== Exercise objective ==
Nothing but the lines from the one containing "Target: door on building" through the end of the data below may appear in the response, each one exact.

== Available records ==
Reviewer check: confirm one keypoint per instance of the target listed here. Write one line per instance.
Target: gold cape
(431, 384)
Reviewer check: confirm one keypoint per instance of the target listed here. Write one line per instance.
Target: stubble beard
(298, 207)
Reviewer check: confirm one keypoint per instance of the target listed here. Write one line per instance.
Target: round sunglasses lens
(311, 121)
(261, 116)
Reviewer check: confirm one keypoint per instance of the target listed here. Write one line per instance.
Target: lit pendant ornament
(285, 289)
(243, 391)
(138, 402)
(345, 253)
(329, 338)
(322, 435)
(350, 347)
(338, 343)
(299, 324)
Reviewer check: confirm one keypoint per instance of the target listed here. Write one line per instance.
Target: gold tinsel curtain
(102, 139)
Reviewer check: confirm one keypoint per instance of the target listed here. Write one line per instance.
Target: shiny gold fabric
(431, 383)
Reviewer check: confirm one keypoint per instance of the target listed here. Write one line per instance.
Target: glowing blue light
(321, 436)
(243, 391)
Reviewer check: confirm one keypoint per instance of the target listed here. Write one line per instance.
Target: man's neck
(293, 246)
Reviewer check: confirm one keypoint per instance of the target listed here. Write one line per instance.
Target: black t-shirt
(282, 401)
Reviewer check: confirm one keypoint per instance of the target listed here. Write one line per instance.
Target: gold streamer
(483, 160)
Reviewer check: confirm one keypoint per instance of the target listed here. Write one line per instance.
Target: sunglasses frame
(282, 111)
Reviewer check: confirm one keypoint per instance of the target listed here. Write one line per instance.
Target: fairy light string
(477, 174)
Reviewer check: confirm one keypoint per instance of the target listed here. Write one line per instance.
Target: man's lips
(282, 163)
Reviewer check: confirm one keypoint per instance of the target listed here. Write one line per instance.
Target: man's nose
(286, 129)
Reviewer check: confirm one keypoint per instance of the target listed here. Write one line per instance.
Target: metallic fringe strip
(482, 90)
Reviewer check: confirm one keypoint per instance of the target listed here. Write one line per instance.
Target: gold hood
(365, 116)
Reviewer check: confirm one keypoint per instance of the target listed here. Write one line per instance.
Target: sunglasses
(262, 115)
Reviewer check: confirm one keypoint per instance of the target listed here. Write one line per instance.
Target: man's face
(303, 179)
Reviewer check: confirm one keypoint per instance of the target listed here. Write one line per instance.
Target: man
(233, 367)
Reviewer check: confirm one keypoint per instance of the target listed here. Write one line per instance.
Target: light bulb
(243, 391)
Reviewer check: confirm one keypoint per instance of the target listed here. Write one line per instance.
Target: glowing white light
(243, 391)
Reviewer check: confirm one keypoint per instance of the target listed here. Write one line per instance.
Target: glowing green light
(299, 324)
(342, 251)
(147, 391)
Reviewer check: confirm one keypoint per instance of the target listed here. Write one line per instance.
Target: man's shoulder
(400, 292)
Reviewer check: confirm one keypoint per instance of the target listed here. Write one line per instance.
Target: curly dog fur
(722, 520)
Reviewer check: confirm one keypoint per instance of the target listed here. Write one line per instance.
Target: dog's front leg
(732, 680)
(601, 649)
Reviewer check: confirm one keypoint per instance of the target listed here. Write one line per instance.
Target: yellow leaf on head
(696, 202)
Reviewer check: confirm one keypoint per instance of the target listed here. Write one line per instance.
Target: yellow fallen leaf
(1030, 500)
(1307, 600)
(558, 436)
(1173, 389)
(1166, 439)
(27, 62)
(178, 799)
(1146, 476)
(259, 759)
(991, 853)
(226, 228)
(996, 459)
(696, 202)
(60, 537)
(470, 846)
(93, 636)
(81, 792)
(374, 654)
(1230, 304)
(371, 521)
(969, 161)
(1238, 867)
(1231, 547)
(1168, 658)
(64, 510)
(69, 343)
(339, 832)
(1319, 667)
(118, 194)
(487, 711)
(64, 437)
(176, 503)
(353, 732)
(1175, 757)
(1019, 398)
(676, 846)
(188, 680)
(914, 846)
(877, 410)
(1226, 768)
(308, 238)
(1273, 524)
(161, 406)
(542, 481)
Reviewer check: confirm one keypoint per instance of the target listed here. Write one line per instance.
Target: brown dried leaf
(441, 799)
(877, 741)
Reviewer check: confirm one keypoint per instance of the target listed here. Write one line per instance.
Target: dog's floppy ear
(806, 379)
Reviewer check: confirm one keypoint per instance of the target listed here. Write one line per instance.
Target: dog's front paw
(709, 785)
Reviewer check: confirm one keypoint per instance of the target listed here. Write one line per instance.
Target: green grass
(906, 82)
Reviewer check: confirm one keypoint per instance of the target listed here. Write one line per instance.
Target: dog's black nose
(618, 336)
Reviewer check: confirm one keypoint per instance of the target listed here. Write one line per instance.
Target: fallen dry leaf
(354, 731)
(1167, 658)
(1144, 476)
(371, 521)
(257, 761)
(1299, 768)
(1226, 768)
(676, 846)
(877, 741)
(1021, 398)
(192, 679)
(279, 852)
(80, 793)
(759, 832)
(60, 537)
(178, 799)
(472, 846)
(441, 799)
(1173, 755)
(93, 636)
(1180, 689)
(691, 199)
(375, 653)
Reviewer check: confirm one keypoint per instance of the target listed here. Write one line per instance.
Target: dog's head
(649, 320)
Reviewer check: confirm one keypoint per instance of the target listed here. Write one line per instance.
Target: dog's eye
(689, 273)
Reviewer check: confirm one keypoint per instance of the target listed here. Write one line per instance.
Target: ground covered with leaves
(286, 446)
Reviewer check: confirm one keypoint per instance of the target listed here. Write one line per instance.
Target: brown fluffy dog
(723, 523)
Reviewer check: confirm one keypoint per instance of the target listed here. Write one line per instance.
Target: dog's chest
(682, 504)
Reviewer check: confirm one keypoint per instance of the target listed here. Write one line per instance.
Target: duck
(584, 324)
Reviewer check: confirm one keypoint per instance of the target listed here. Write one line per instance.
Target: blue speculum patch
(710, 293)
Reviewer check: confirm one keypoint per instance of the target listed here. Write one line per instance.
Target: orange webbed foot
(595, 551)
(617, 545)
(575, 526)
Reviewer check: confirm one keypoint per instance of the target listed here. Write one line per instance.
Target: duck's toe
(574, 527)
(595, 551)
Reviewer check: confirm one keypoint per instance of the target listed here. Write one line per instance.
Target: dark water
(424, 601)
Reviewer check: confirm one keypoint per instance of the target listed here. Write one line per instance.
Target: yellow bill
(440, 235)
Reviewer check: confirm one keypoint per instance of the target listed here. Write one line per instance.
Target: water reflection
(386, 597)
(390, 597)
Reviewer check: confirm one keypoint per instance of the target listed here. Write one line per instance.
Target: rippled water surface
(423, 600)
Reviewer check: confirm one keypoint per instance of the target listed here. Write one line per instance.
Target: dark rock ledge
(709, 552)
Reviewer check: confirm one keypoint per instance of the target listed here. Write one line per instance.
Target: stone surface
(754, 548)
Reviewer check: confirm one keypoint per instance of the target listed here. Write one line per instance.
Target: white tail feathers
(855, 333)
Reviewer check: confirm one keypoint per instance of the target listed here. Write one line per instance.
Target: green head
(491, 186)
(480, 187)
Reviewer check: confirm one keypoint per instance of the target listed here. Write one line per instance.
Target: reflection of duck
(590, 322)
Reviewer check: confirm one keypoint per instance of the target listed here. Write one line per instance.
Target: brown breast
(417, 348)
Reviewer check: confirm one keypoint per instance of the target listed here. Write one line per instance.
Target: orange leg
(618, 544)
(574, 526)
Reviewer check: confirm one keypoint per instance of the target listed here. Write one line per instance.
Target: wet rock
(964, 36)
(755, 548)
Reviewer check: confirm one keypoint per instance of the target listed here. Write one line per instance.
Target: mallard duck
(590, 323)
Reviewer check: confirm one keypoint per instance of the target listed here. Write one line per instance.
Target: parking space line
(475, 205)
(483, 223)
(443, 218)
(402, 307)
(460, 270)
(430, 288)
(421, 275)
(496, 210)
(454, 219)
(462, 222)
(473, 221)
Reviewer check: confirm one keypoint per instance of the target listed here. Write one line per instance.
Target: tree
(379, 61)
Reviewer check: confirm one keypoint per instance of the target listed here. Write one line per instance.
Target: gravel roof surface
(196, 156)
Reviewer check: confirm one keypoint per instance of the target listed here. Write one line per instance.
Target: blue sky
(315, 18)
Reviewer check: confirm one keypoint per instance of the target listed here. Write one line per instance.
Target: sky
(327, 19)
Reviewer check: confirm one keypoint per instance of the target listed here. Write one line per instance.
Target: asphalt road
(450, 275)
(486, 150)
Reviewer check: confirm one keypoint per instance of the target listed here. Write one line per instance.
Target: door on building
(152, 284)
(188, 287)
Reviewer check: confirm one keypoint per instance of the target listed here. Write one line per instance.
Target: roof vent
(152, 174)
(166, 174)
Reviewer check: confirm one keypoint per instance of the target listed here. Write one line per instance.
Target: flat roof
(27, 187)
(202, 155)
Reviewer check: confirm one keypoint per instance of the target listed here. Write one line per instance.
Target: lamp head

== Solution to this problem ==
Target: door on building
(152, 284)
(188, 287)
Reviewer check: confirm one keypoint per instance of the target listed here. Write one line per instance.
Target: roof vent
(152, 174)
(166, 174)
Reviewer check: confirm one keypoint per instance of the target listed here. Write one line per instance.
Target: flat roof
(27, 187)
(202, 155)
Reviewer check: confirm one keypoint per instance of the target listed here. Write one line per instance.
Target: lamp head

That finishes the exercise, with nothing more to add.